** Task objective **
Copy every line of the records below that holds the word "this".

(Point localization data)
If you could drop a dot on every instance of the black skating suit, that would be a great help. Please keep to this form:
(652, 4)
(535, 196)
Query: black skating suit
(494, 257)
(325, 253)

...

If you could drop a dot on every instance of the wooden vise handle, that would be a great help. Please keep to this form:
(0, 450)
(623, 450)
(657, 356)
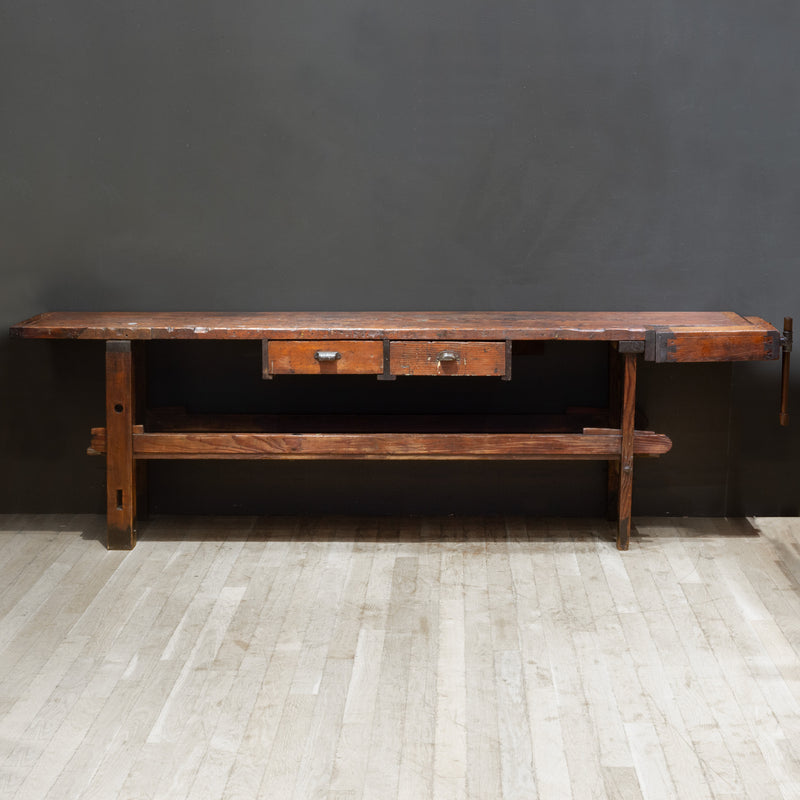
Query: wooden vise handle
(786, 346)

** Answer **
If you could drop a dot on every instance of the black skating suit, that would be a great help. Please keep to this form:
If you could drop a dot on every instance of the wooden vise handle, that would be a great help. Please keep to this form:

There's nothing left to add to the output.